▶ Directions
Repeat only the stretch of lines below that runs from the line with "Exercise. Mark the blue cable" through the line with "Exercise. Mark the metal handrail", unaltered.

----------

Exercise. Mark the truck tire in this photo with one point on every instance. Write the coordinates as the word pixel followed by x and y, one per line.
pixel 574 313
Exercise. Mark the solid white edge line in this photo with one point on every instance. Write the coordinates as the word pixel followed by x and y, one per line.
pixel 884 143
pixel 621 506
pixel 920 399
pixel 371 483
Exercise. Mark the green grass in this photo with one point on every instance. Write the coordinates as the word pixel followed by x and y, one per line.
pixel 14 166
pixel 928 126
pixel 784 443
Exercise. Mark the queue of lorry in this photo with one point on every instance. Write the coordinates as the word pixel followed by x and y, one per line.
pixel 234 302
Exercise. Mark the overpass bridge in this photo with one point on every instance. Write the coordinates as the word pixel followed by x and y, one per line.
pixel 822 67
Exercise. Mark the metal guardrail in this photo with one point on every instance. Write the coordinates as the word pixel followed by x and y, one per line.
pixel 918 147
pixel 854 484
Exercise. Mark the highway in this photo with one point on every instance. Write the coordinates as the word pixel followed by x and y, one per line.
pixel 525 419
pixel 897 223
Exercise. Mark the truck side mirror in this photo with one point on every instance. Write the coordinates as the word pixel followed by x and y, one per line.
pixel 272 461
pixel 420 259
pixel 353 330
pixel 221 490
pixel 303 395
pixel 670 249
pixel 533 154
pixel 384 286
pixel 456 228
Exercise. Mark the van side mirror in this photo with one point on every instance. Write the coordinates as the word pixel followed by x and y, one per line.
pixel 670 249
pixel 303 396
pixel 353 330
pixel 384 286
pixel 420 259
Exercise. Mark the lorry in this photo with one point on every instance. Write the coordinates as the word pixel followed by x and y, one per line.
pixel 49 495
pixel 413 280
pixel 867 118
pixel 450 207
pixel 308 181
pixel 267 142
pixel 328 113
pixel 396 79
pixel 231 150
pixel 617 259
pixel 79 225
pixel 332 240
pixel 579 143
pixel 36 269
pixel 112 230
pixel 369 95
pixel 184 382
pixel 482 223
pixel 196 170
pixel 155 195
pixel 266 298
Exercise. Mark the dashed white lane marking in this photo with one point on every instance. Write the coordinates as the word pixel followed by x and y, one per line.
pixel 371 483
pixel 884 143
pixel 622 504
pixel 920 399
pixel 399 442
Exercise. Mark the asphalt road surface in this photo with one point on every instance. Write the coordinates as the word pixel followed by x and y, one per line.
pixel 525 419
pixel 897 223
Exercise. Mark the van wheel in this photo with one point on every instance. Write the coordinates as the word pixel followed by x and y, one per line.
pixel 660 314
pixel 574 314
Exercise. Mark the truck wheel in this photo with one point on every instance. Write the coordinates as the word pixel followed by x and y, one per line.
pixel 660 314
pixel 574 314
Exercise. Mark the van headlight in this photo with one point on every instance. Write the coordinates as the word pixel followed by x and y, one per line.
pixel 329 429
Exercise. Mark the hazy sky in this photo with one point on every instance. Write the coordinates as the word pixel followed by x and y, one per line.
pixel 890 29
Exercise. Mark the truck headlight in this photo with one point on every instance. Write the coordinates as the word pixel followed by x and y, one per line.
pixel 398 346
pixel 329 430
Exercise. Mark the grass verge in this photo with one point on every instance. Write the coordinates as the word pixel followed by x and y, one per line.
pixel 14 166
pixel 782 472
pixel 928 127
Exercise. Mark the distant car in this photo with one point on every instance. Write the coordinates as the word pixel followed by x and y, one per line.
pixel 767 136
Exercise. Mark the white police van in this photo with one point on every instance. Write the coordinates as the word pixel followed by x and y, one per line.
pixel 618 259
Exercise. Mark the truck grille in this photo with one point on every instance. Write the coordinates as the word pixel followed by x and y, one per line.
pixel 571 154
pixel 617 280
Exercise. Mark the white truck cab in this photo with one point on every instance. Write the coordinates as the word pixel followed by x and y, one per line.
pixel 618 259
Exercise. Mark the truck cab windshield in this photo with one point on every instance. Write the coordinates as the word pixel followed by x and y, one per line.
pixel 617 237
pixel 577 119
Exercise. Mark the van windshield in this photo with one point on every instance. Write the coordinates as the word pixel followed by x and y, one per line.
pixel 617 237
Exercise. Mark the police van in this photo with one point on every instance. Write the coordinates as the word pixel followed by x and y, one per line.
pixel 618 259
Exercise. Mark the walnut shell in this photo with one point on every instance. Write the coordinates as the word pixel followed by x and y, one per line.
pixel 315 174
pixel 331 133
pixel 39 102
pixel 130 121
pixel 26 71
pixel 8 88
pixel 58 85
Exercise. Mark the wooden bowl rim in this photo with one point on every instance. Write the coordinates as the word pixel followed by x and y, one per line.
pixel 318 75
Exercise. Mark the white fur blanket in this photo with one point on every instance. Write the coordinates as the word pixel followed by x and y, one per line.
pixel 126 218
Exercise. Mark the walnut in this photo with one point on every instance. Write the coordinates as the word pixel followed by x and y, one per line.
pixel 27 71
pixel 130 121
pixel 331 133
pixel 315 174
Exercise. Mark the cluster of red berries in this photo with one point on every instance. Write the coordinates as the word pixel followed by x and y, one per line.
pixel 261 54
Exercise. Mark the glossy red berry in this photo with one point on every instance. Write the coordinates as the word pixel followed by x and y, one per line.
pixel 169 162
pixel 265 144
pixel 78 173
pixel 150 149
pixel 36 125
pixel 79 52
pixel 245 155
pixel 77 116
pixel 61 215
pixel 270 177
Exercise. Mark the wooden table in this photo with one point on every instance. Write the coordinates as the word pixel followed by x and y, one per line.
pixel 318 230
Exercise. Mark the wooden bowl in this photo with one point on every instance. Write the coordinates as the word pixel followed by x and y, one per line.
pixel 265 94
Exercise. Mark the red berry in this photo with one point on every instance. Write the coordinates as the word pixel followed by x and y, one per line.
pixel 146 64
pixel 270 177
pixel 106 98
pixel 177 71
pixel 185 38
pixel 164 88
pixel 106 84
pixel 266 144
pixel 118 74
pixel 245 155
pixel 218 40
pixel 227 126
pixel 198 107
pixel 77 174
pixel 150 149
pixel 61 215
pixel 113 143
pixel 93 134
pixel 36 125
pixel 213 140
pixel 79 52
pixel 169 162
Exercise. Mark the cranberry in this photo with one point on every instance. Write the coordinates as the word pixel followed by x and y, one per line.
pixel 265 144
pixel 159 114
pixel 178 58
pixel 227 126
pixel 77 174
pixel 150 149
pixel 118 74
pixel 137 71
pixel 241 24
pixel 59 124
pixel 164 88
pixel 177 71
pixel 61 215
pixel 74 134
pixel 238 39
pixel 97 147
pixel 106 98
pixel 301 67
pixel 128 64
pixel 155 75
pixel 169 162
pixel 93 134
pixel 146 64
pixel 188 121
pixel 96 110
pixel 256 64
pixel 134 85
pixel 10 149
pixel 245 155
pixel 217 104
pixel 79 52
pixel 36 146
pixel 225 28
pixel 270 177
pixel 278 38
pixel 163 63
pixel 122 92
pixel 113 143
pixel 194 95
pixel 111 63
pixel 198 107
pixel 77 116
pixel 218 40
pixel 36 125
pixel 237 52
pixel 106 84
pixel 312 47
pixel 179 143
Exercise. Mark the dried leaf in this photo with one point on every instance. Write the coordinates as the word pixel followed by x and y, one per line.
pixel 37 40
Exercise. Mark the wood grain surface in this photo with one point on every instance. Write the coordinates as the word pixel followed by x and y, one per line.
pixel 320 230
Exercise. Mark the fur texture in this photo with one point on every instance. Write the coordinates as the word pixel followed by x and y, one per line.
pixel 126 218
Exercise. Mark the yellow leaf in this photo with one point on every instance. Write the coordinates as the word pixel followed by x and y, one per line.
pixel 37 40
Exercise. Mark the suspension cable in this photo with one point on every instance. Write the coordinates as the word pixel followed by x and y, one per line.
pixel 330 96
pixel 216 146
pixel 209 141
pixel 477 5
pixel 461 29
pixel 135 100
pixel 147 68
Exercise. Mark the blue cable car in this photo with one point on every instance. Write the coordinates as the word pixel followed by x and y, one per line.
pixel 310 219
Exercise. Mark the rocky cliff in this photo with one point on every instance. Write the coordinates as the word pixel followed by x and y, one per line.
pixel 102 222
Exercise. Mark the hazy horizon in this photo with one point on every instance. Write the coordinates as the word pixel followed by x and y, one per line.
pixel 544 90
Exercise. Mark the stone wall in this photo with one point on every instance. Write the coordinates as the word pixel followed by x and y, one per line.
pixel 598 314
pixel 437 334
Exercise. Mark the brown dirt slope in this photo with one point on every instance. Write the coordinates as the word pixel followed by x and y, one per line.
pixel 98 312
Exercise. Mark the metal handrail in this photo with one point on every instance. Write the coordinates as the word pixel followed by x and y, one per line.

----------

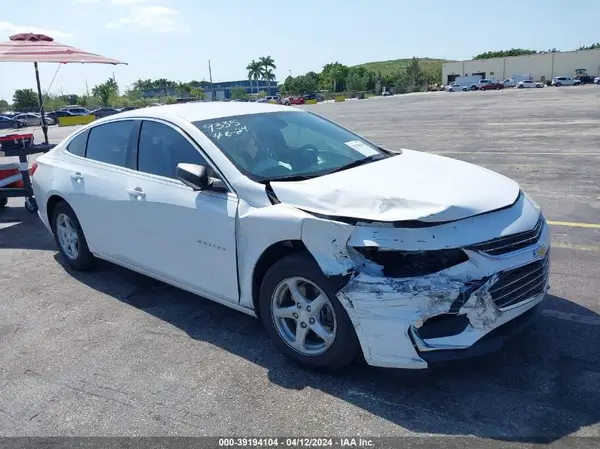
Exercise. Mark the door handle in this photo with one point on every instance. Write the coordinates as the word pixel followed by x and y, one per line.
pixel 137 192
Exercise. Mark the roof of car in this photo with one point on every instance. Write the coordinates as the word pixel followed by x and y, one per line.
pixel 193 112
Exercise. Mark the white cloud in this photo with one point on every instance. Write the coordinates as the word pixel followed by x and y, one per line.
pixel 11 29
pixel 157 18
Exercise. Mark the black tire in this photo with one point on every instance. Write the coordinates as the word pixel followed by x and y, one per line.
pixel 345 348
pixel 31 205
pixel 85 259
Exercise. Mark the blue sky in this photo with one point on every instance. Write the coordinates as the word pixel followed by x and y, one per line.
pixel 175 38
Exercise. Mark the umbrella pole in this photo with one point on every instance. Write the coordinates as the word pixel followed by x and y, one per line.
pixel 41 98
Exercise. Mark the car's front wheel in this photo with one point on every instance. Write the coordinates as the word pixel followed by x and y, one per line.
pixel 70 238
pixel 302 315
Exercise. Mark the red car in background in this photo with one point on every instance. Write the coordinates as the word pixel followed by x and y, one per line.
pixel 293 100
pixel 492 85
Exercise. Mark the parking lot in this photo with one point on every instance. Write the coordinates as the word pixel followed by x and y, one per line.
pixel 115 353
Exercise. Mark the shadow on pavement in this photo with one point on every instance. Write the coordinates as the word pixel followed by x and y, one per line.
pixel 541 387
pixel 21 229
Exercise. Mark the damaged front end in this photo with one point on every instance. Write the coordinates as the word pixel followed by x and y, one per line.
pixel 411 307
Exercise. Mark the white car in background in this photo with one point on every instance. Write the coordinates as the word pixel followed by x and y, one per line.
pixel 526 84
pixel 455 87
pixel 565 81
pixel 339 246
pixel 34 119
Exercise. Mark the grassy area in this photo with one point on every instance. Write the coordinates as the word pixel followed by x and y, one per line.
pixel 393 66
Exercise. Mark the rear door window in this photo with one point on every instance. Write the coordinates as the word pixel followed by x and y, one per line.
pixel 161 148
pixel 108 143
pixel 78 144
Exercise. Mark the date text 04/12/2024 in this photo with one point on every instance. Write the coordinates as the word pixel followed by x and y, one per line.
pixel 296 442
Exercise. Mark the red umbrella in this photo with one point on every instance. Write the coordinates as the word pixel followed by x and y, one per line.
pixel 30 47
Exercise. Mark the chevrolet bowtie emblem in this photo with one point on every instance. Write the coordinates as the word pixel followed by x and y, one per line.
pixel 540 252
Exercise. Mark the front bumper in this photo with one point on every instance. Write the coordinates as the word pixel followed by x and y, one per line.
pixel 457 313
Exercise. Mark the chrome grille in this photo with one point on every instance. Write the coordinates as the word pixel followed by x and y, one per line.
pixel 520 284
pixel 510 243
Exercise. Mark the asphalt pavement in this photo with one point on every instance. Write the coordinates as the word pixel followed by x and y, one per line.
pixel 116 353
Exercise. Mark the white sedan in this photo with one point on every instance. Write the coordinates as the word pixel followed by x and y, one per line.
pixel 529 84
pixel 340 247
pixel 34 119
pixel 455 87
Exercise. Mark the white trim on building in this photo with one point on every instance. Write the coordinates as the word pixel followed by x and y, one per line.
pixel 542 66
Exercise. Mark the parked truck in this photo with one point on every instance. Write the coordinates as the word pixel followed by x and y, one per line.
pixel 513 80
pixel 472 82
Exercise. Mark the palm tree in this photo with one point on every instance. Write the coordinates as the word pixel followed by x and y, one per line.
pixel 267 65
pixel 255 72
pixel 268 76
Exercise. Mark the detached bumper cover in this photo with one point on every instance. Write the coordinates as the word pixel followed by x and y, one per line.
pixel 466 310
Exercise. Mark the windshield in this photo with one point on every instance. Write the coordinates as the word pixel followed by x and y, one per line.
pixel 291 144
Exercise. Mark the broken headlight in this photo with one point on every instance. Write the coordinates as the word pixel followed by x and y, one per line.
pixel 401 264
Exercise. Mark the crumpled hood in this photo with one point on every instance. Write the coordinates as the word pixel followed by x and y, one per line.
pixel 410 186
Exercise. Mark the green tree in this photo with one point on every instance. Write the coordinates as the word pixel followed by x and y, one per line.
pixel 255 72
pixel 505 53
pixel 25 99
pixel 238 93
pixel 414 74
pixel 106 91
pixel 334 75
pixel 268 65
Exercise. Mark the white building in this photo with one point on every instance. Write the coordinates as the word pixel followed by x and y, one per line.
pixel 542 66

----------

▶ Output of the task
Exercise. Mark the blue cable car in this photo with one point on every instance. Write the coordinates as the word pixel followed by x and y, one per line.
pixel 310 219
Exercise. Mark the rocky cliff in this photo with one point on every instance. Write the coordinates as the word pixel followed by x and y, one per line.
pixel 102 222
Exercise. Mark the hazy horizon in this photo with one point on every instance. Write the coordinates as the word pixel followed by x and y, one per line.
pixel 544 90
Exercise. Mark the stone wall in this photo with one point on every instance. Write the coordinates as the word pixel followed by x and y, one per line.
pixel 598 314
pixel 437 334
Exercise. Mark the brown dirt slope in this photo with one point on every instance. Write the coordinates as the word pixel followed by x and y, one per line.
pixel 98 312
Exercise. Mark the metal handrail in this photo with one point on every instance. Write the coordinates as the word pixel followed by x and y, one per line.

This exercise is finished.